▶ **文書抜粋**:
-=-=-=-=-

Institute for Economics and Peace、 2025年6月
シドニーに本拠を置く経済・平和研究所が2008年から発表している指標。163の国と地域、世界人口の99.7%をカバーしている。平和の傾向、その経済への影響、平和的な社会構築を分析することを目的とし、23の指標を用いて1)社会の安全とセキュリティ、2)進行中の国内外の紛争、3)軍事化、の程度を図っている。2025年版の主な論点は以下のとおり。
⚫世界の平和度は下がり続けており、大規模戦争の前触れとなる要素が第二次世界大戦後最大に高まった。また、より多くの国が軍事化を進めている。現在進行中の国家レベルの紛争が54あり、17か国で死者が千名を超えた。一方で紛争解決の成功率は過去50年間で最も下がった。紛争の国際化が進み、78か国が近隣国との紛争を抱えている。
⚫2025年の指標では、ロシアが初めて最も平和でない国となった。次はウクライナ、スーダン、コンゴ(民)、イエメン。地域的には中東・北アフリカが最も平和度が低い。
⚫2008年以降、進行中の紛争指標が17.5%、社会の安全とセキュリティ指標が2.5%低下した。軍事化は一貫して改善していたが、過去4年間で反転した。

-=-=-=-=-

▶ **練習問題 A**: 平和指標の抜粋から、「Institute for Economics」から「版の主な論点は以下のとおり。」までの部分をそのまま書き写してください。
▶ **練習問題 B**: 平和指標の抜粋で、2025年の指標において平和でない国として挙げられている国をすべて、本文の順に書き出してください。
▶ **練習問題 C**: 平和指標の抜粋の最後の文に続けて、文章を書き継いでください。
この後に続く行は、本文とは別の資料です。

データソースから取得した行
-=-=-=-=-

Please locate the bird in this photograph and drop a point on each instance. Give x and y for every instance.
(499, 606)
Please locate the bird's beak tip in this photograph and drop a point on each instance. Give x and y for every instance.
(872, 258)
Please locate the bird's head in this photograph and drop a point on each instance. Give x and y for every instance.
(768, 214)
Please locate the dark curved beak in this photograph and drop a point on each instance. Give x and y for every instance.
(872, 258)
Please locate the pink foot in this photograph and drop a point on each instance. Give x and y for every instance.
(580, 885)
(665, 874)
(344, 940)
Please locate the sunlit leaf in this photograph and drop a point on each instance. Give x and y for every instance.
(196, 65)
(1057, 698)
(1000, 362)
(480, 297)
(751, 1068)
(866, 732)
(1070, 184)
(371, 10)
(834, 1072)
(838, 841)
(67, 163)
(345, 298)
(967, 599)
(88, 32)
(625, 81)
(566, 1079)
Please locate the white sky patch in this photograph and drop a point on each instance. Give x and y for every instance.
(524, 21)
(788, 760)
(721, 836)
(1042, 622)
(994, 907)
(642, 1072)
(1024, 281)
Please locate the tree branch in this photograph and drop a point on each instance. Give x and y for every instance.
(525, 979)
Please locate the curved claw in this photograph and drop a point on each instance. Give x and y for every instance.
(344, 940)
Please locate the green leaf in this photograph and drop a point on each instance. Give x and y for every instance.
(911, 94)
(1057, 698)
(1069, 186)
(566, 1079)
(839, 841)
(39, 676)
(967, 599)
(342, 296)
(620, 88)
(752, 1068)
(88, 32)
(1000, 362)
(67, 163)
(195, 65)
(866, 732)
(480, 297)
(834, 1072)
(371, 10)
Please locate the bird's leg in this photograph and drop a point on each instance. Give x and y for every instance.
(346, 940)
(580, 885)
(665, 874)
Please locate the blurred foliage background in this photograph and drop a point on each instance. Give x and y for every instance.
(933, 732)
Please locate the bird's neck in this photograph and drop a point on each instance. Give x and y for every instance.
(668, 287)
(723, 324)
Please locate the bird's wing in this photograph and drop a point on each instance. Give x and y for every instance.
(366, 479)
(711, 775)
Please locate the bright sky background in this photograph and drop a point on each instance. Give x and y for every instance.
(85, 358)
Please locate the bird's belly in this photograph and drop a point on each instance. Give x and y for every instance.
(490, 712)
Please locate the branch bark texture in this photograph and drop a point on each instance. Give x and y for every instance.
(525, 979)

-=-=-=-=-

▶ **解答欄 A**:
Institute for Economics and Peace、 2025年6月
シドニーに本拠を置く経済・平和研究所が2008年から発表している指標。163の国と地域、世界人口の99.7%をカバーしている。平和の傾向、その経済への影響、平和的な社会構築を分析することを目的とし、23の指標を用いて1)社会の安全とセキュリティ、2)進行中の国内外の紛争、3)軍事化、の程度を図っている。2025年版の主な論点は以下のとおり。

▶ **解答欄 B**: ロシア、ウクライナ、スーダン、コンゴ(民)、イエメン

▶ **解答欄 C**:
⚫2025年の構造的要因としては、地政学的な分裂の進行、経済・貿易の統合や外交・軍事協力の減少、新興国による影響力の拡大、貿易抑制策の増加、全ての核保有国による軍備の強化とAIやドローンなどの技術戦争の増大、外国籍の軍が他国で戦う紛争の国際化の進行、などがある。
⚫米中の影響力は既に最大限に達し、力の中心は新興の中進国に移るという、グローバルな力の分裂が進行している。
⚫現在進行中で、大きく拡大する可能性がある紛争は南スーダン、エチオピア・エリトリア、コンゴ(民)及びシリア。
⚫国際秩序は転換点に達している。紛争と不確実性の中で必要なのは、「前向きな(ポジティブ)な平和」であり、それは経済成長、低金利、社会の福利、ショックへの強靭性と密接に関連している。
⚫サブサハラ・アフリカでは、半数の国の平和度が上がり、残り半分が下がった。全体として0.17%下降した。安全上の最大の危機はサヘル地域の政情不安とテロ。最も平和なのは、過去6年間内外の紛争を経験していないモーリシャス。最も平和度が低いのはコンゴ(民)。最も指標が改善したのはウガンダ。
⚫日本の平和度は、アジア地域ではニュージーランド、シンガポールに次いで3位。世界では12位。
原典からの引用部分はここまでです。